Can you convert every line of the items below into a JSON list of strings, with one string per line and no entries for blank lines?

····················

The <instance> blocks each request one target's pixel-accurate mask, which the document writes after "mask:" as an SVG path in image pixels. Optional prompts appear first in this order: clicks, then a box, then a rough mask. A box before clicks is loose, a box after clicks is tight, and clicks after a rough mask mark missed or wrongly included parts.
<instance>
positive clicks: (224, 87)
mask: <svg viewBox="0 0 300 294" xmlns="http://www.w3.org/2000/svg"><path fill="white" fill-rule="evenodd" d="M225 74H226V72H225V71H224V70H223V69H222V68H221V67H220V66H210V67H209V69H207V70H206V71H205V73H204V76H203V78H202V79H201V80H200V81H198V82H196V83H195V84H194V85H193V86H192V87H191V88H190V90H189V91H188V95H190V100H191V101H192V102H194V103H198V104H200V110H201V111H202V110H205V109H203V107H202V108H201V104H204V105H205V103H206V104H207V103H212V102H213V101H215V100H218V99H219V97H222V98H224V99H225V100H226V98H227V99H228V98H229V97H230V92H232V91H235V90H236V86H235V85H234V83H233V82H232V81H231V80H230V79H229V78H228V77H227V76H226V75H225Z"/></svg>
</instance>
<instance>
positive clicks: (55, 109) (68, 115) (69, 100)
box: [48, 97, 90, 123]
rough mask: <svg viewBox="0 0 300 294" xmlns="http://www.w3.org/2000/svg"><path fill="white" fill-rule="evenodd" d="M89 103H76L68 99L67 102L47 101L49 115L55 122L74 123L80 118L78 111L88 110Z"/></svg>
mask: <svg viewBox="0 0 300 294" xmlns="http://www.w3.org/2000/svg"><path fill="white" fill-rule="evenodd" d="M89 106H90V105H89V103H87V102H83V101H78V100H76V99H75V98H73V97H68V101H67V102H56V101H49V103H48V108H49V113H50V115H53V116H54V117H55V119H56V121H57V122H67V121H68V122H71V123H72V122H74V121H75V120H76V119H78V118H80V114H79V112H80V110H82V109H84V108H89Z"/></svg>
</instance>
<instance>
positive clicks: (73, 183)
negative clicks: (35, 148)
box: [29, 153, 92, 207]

····················

Answer space:
[
  "The <instance> blocks each request one target's pixel-accurate mask, which the document writes after \"mask:\" as an SVG path in image pixels. Optional prompts appear first in this order: clicks, then a box, then a rough mask. A box before clicks is loose, a box after clicks is tight, and clicks after a rough mask mark missed or wrongly included parts.",
  "<instance>",
  "positive clicks: (224, 87)",
  "mask: <svg viewBox=\"0 0 300 294\" xmlns=\"http://www.w3.org/2000/svg\"><path fill=\"white\" fill-rule=\"evenodd\" d=\"M225 74H226V72H225V71H224V70H223V69H222V68H221V67H220V66H210V67H209V69H207V70H206V71H205V73H204V76H203V78H202V79H201V80H200V81H198V82H196V83H195V84H194V85H193V86H192V87H191V88H190V90H189V91H188V95H190V100H191V101H192V102H194V103H198V104H200V110H201V111H202V110H205V109H203V107H202V108H201V104H204V105H205V103H206V104H207V103H212V102H213V101H215V100H218V99H219V97H222V98H224V99H225V100H226V98H227V99H228V98H229V97H230V92H232V91H235V90H236V86H235V85H234V83H233V82H232V81H231V80H230V79H229V78H228V77H227V76H226V75H225Z\"/></svg>",
  "</instance>",
  "<instance>",
  "positive clicks: (55, 109) (68, 115) (69, 100)",
  "box: [48, 97, 90, 123]",
  "rough mask: <svg viewBox=\"0 0 300 294\" xmlns=\"http://www.w3.org/2000/svg\"><path fill=\"white\" fill-rule=\"evenodd\" d=\"M89 103H76L68 99L67 102L47 101L49 115L55 122L74 123L80 118L78 111L88 110Z\"/></svg>",
  "mask: <svg viewBox=\"0 0 300 294\" xmlns=\"http://www.w3.org/2000/svg\"><path fill=\"white\" fill-rule=\"evenodd\" d=\"M89 106H90V105H89V103H87V102H83V101H78V100H76V99H75V98H73V97H68V101H67V102H56V101H49V103H48V108H49V113H50V115H53V116H54V117H55V119H56V121H57V122H67V121H68V122H71V123H72V122H74V121H75V120H76V119H78V118H80V114H79V112H80V110H82V109H84V108H89Z\"/></svg>",
  "</instance>",
  "<instance>",
  "positive clicks: (73, 183)",
  "negative clicks: (35, 148)",
  "box: [29, 153, 92, 207]"
]